**WHAT YOU NEED TO DO**. Recast the material below as a numbered list, starting at the line containing "row: man's eyebrow" and ending at the line containing "470 38 L 477", with both of those lines included. Leave out any blank lines.

**DATA FOR THE TASK**.
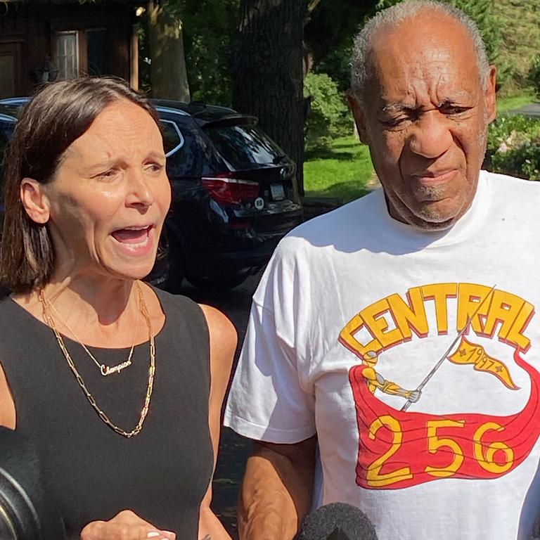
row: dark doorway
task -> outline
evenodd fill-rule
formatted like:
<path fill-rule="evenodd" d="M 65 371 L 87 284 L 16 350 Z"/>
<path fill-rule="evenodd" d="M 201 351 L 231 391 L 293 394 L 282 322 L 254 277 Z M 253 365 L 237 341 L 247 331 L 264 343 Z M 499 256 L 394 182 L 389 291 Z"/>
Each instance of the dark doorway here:
<path fill-rule="evenodd" d="M 110 75 L 109 38 L 107 30 L 105 28 L 97 28 L 86 30 L 86 34 L 88 75 Z"/>

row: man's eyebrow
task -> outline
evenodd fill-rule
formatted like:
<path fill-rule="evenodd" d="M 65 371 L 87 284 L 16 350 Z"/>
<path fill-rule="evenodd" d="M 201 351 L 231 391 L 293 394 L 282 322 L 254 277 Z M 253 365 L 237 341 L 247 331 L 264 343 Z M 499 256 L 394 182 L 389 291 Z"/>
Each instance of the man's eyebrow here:
<path fill-rule="evenodd" d="M 382 108 L 382 112 L 401 112 L 404 110 L 414 110 L 414 105 L 405 105 L 405 103 L 387 103 Z"/>

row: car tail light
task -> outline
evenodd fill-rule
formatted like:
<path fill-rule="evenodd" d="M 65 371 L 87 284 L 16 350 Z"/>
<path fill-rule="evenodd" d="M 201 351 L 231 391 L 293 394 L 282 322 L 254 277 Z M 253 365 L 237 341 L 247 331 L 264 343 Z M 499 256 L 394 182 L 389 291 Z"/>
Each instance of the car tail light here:
<path fill-rule="evenodd" d="M 226 205 L 252 202 L 259 195 L 260 184 L 224 172 L 214 176 L 203 176 L 201 184 L 212 199 Z"/>

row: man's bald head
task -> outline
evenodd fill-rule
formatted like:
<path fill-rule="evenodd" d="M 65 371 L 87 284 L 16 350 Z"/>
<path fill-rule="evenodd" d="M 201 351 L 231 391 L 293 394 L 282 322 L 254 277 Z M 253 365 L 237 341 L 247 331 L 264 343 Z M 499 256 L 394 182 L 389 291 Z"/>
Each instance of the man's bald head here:
<path fill-rule="evenodd" d="M 470 38 L 477 57 L 482 88 L 486 88 L 489 75 L 489 63 L 486 48 L 476 24 L 463 11 L 435 0 L 409 0 L 379 12 L 364 27 L 354 39 L 352 55 L 351 90 L 359 101 L 364 101 L 364 90 L 370 75 L 369 60 L 373 43 L 379 33 L 391 30 L 407 20 L 419 15 L 446 16 L 463 27 Z"/>

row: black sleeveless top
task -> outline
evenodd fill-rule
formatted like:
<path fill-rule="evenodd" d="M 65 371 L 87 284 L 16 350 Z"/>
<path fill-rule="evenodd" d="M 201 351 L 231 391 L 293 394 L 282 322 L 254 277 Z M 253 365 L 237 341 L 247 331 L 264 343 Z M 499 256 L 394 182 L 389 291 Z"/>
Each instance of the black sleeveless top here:
<path fill-rule="evenodd" d="M 91 407 L 51 330 L 11 299 L 0 300 L 0 363 L 15 401 L 17 431 L 37 449 L 44 487 L 69 539 L 78 539 L 89 522 L 124 509 L 178 539 L 197 538 L 212 468 L 208 329 L 193 302 L 155 292 L 166 319 L 155 336 L 153 392 L 141 431 L 129 439 Z M 144 404 L 148 343 L 135 347 L 131 366 L 103 377 L 77 342 L 64 342 L 98 406 L 131 431 Z M 129 352 L 89 349 L 110 366 Z"/>

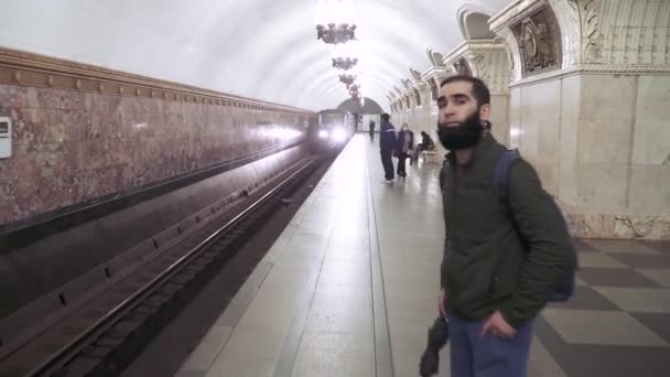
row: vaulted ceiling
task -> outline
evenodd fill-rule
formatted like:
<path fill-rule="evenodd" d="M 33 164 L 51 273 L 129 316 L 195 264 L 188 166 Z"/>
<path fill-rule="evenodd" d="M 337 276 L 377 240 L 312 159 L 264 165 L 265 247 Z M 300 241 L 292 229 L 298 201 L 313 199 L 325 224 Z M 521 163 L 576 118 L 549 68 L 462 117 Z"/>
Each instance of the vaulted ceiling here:
<path fill-rule="evenodd" d="M 364 95 L 386 95 L 430 67 L 428 47 L 464 40 L 458 9 L 493 14 L 509 0 L 355 0 Z M 349 98 L 316 40 L 316 0 L 7 0 L 0 46 L 321 110 Z M 463 12 L 461 14 L 464 14 Z M 471 37 L 486 37 L 473 14 Z"/>

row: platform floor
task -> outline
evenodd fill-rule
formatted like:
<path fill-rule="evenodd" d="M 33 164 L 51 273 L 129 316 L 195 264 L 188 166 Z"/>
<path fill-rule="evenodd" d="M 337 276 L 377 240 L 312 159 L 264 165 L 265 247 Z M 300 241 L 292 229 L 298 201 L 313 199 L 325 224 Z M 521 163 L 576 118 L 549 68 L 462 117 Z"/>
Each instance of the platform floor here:
<path fill-rule="evenodd" d="M 354 137 L 177 376 L 418 376 L 436 315 L 437 170 L 385 184 L 378 140 Z M 670 245 L 576 245 L 577 294 L 542 311 L 529 376 L 670 376 Z"/>

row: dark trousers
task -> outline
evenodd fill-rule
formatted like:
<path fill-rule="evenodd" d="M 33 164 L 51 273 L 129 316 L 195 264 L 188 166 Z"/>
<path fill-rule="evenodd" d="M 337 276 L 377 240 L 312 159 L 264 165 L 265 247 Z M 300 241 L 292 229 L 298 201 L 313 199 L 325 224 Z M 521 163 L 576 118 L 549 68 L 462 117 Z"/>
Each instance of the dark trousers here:
<path fill-rule="evenodd" d="M 407 172 L 404 171 L 404 161 L 407 160 L 408 155 L 406 152 L 400 152 L 400 154 L 398 154 L 398 175 L 400 176 L 404 176 L 407 175 Z"/>
<path fill-rule="evenodd" d="M 452 376 L 526 377 L 532 320 L 522 324 L 514 337 L 501 340 L 488 333 L 479 337 L 485 320 L 465 322 L 447 313 Z"/>
<path fill-rule="evenodd" d="M 393 175 L 393 160 L 391 155 L 393 151 L 381 150 L 381 164 L 383 165 L 383 177 L 387 180 L 392 180 Z"/>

**FINAL RESULT**.
1. row: man's eyebrow
2. task -> outline
3. evenodd fill-rule
4. formatted like:
5. <path fill-rule="evenodd" d="M 65 371 L 87 284 L 16 350 Z"/>
6. <path fill-rule="evenodd" d="M 201 351 L 231 391 L 293 394 L 282 322 L 254 277 Z M 253 365 L 237 341 L 247 331 L 264 343 Z M 499 256 L 394 182 L 389 291 Z"/>
7. Each instance of the man's eyebrow here:
8. <path fill-rule="evenodd" d="M 382 108 L 382 112 L 401 112 L 404 110 L 414 110 L 414 105 L 405 105 L 405 103 L 387 103 Z"/>
9. row: car tail light
10. task -> outline
11. evenodd fill-rule
12. formatted like:
13. <path fill-rule="evenodd" d="M 65 371 L 87 284 L 16 350 Z"/>
14. <path fill-rule="evenodd" d="M 201 351 L 231 391 L 293 394 L 282 322 L 254 277 Z M 253 365 L 237 341 L 247 331 L 264 343 Z M 499 256 L 394 182 L 389 291 Z"/>
15. Each instance of the car tail light here:
16. <path fill-rule="evenodd" d="M 226 205 L 252 202 L 259 195 L 260 184 L 224 172 L 214 176 L 203 176 L 201 184 L 212 199 Z"/>
17. row: man's bald head
18. task -> outline
19. evenodd fill-rule
20. formatted like:
21. <path fill-rule="evenodd" d="M 65 371 L 87 284 L 16 350 Z"/>
22. <path fill-rule="evenodd" d="M 201 351 L 231 391 L 293 394 L 282 322 L 254 277 Z M 253 365 L 237 341 L 247 331 L 264 343 Z M 499 256 L 394 182 L 389 291 Z"/>
23. Each instance of the man's bald head here:
24. <path fill-rule="evenodd" d="M 470 38 L 477 57 L 482 88 L 486 88 L 489 75 L 489 63 L 486 48 L 476 24 L 463 11 L 435 0 L 409 0 L 379 12 L 364 27 L 354 39 L 352 55 L 351 90 L 359 101 L 364 101 L 364 90 L 370 75 L 369 60 L 373 43 L 379 33 L 391 30 L 407 20 L 419 15 L 446 16 L 463 27 Z"/>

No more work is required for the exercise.